**What is needed**
Pick out every line in the material below that contains the string "black", and copy each of those lines. Upper and lower case count.

[Source records start]

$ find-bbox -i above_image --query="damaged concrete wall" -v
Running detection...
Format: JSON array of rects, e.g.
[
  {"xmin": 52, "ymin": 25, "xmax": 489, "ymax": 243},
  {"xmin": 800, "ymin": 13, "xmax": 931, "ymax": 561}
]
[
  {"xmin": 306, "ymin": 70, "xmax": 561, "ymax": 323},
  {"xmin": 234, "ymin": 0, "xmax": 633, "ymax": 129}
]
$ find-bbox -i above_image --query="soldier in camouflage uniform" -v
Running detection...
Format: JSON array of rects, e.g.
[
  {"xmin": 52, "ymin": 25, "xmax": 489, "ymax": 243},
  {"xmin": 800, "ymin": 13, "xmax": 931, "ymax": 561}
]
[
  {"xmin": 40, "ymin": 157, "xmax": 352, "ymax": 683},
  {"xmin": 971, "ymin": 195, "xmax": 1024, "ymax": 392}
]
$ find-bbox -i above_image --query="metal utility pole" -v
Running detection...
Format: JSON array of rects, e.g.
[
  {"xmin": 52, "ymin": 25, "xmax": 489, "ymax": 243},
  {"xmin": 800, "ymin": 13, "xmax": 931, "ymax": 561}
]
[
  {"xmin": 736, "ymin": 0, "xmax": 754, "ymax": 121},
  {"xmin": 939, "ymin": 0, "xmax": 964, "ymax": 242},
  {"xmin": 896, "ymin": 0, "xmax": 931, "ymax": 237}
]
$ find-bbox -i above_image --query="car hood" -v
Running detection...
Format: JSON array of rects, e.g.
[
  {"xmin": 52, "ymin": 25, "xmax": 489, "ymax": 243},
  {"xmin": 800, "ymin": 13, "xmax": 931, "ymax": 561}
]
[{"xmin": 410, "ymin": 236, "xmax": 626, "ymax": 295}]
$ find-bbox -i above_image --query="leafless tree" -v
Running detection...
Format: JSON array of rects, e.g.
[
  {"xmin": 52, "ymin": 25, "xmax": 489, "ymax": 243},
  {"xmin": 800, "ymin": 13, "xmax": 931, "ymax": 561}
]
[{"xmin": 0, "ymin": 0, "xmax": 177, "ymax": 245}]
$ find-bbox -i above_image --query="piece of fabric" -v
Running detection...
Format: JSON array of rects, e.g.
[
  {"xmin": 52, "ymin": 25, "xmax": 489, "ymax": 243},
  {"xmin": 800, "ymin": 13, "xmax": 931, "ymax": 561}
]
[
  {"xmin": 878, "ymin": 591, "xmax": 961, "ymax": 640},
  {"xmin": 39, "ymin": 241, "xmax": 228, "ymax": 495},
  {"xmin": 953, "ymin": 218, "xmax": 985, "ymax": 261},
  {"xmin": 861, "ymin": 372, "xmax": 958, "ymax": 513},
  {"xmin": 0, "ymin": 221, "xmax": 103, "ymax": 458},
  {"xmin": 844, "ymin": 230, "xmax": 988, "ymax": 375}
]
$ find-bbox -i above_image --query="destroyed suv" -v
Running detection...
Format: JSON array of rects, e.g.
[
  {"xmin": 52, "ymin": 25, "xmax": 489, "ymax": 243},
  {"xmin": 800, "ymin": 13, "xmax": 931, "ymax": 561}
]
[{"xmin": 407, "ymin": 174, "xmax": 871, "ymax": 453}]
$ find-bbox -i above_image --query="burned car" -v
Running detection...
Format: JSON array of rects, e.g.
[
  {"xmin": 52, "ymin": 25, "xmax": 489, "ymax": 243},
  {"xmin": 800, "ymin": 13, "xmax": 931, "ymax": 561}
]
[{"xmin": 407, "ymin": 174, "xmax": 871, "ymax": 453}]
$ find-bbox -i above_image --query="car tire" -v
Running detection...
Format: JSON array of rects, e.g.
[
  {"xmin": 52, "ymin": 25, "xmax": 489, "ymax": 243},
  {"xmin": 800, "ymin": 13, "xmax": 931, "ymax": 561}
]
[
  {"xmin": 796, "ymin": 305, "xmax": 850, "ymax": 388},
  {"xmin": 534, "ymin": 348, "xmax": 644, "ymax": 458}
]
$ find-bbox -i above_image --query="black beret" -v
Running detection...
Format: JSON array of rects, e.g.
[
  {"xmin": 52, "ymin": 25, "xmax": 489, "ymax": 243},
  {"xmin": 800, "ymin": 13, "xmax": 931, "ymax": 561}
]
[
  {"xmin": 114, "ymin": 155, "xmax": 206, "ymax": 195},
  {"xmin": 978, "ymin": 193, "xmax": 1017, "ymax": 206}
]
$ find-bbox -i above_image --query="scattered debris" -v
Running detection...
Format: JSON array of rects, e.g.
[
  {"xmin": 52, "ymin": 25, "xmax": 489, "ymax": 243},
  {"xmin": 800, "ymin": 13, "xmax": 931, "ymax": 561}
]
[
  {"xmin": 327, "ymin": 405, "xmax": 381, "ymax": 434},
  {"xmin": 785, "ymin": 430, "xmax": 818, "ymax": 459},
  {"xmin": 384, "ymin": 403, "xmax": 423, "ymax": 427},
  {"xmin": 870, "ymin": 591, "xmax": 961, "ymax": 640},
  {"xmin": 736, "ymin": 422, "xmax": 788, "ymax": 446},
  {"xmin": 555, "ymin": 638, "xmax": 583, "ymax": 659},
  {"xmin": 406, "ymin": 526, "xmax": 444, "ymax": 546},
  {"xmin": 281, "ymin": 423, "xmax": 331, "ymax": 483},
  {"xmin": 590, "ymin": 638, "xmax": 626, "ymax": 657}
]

[Source records end]
[Source records start]

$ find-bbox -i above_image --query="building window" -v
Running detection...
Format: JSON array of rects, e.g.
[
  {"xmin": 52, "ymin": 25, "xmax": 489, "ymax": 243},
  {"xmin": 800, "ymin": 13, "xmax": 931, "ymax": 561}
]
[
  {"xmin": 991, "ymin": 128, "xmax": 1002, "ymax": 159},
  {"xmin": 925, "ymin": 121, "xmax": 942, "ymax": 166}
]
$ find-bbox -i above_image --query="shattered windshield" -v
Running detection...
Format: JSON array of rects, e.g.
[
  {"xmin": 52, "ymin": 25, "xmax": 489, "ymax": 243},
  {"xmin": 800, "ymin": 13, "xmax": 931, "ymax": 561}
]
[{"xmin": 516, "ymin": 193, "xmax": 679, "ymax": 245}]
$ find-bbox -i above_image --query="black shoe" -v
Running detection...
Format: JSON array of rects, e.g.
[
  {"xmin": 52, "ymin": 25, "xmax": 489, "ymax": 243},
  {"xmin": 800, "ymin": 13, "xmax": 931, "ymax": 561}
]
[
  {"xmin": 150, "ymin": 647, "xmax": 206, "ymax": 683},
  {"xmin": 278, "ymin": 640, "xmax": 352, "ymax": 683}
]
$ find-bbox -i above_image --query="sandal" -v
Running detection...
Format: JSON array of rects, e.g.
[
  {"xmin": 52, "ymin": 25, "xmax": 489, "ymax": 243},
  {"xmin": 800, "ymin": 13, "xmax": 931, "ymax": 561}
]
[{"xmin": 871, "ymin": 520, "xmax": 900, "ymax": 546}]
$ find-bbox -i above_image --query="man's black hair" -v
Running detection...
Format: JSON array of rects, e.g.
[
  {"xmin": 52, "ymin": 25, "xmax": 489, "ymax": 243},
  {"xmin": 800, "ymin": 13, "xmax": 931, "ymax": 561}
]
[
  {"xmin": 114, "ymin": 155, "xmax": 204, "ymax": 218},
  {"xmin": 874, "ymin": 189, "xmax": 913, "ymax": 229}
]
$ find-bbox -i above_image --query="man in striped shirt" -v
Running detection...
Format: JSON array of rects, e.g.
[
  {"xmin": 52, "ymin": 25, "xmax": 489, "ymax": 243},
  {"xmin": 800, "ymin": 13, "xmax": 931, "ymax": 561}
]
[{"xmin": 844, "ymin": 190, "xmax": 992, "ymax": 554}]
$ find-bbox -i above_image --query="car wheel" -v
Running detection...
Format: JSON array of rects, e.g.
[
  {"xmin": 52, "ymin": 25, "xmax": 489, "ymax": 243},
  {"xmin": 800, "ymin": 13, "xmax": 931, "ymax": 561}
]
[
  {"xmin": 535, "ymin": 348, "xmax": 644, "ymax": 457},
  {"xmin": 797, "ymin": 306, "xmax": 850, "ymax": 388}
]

[Source records end]
[Source records start]

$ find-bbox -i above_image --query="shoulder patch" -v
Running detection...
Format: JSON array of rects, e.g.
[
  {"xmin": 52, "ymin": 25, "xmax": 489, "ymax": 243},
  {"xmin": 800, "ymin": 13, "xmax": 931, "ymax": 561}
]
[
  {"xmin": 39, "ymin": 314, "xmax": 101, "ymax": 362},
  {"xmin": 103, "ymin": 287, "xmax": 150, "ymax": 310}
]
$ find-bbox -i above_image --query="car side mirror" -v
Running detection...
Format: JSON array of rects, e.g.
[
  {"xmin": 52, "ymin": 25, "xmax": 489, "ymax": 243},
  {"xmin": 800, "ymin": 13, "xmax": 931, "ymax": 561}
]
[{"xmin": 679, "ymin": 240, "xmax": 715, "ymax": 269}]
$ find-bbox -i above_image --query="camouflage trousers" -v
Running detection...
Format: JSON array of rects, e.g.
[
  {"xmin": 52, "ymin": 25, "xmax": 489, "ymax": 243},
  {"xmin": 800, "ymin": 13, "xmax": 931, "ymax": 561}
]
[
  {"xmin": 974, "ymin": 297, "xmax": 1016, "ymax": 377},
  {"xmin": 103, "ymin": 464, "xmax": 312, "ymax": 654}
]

[Source records end]

**Written answer**
$ find-bbox -i above_image --query="black beret" -v
$ find-bbox -i above_image --query="black shoe" -v
$ find-bbox -i above_image --query="man's black hair" -v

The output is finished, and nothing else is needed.